About this task: Using the listing below, copy exactly each line from the one that has "label: white ceramic milk jug | output bbox" through the one that has "label: rock | output bbox"; omit the pictures.

Data provided:
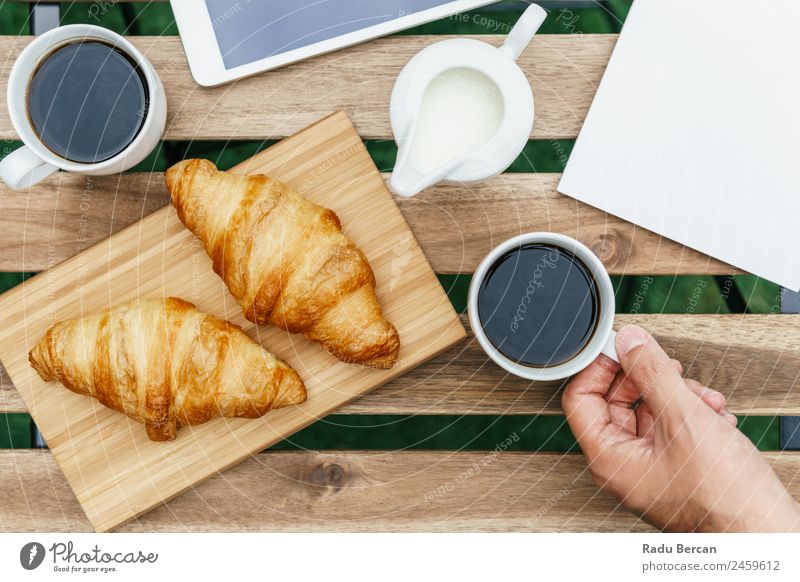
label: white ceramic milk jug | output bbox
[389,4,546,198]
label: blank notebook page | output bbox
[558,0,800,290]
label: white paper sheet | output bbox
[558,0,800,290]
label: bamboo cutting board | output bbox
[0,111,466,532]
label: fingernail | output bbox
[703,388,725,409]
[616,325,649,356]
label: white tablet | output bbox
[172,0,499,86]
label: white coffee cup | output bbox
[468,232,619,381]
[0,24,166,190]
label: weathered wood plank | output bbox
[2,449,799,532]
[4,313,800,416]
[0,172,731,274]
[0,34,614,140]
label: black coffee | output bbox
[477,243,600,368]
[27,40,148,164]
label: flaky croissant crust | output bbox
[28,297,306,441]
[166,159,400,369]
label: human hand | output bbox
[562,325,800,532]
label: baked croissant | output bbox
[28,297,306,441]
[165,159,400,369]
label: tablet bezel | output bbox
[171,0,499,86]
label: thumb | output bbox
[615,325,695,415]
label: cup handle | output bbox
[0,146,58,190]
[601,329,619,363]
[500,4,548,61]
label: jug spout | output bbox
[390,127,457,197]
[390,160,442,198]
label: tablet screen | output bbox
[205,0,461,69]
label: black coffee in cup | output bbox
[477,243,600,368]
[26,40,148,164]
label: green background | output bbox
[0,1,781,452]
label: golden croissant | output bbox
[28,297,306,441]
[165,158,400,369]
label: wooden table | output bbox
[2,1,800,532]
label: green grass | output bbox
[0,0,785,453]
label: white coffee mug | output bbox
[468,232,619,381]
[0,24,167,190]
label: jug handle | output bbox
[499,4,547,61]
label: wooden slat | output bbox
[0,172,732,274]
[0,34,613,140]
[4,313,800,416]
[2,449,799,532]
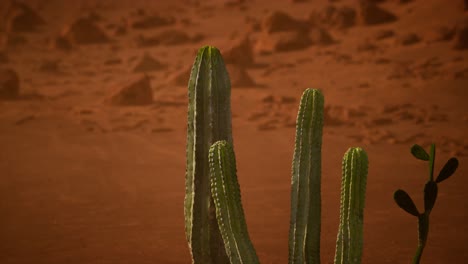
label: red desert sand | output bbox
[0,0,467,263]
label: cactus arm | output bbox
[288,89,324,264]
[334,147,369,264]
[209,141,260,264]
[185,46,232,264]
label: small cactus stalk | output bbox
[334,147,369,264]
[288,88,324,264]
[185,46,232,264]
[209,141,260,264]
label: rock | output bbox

...

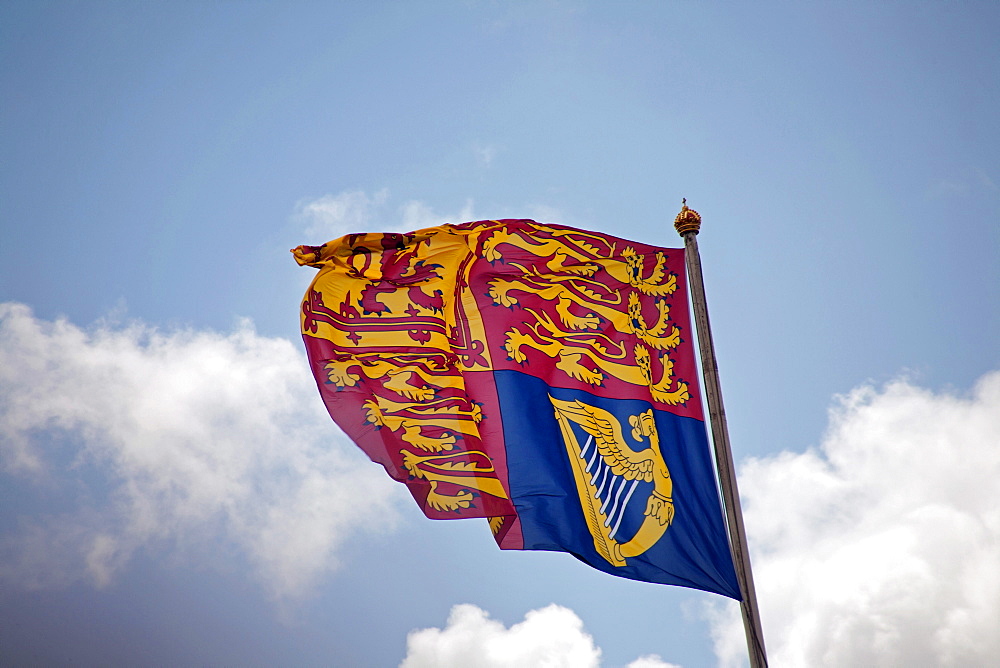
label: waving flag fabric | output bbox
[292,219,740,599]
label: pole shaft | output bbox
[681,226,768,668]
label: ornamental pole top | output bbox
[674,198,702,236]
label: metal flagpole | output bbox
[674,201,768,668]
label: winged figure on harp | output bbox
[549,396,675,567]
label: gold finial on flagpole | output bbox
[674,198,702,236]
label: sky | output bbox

--

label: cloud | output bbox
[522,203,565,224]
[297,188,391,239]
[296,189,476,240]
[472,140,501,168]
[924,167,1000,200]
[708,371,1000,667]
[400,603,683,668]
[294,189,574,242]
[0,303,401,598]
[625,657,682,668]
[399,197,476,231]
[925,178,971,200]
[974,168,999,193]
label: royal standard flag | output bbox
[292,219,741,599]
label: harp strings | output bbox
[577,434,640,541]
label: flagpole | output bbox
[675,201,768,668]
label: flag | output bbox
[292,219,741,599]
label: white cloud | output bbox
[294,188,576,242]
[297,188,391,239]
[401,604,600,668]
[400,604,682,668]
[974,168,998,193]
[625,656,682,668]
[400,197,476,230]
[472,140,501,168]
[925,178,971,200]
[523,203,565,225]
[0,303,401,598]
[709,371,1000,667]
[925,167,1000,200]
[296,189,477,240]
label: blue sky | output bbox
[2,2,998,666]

Finished task:
label: white ceramic milk jug | output bbox
[389,4,546,198]
label: blank notebook page | output bbox
[558,0,800,290]
label: white paper sheet | output bbox
[558,0,800,290]
label: bamboo cutting board | output bbox
[0,111,466,532]
label: fingernail | output bbox
[703,388,725,409]
[616,325,649,356]
label: white tablet | output bbox
[172,0,499,86]
label: white coffee cup | output bbox
[468,232,619,381]
[0,24,166,190]
label: weathered wood plank | output bbox
[2,449,799,532]
[4,313,800,416]
[0,172,731,274]
[0,34,614,140]
label: black coffee | output bbox
[477,243,600,368]
[27,40,148,164]
label: flaky croissant crust | output bbox
[28,297,306,441]
[166,159,400,369]
label: human hand | output bbox
[562,325,800,532]
label: baked croissant | output bbox
[28,297,306,441]
[165,159,400,369]
label: tablet bezel | output bbox
[171,0,499,86]
label: thumb | output bbox
[615,325,695,415]
label: cup handle | output bbox
[0,146,58,190]
[601,329,619,363]
[500,4,548,61]
label: jug spout | output bbox
[390,127,457,197]
[390,160,442,198]
label: tablet screen | output bbox
[205,0,461,69]
label: black coffee in cup | output bbox
[477,243,600,368]
[26,40,148,164]
label: green background | output bbox
[0,1,781,452]
label: golden croissant | output bbox
[28,297,306,441]
[165,158,400,369]
label: wooden table | output bbox
[2,1,800,532]
label: green grass | output bbox
[0,0,785,453]
label: white coffee mug | output bbox
[468,232,619,381]
[0,24,167,190]
label: jug handle | output bbox
[499,4,547,61]
label: wooden slat | output bbox
[0,172,732,274]
[0,34,613,140]
[4,313,800,416]
[2,449,799,532]
label: red desert sand | output bbox
[0,0,467,263]
label: cactus arm | output bbox
[288,89,324,264]
[334,147,369,264]
[209,141,260,264]
[185,46,232,264]
label: small cactus stalk | output bbox
[334,147,369,264]
[288,88,324,264]
[185,46,232,264]
[209,141,260,264]
label: rock | output bbox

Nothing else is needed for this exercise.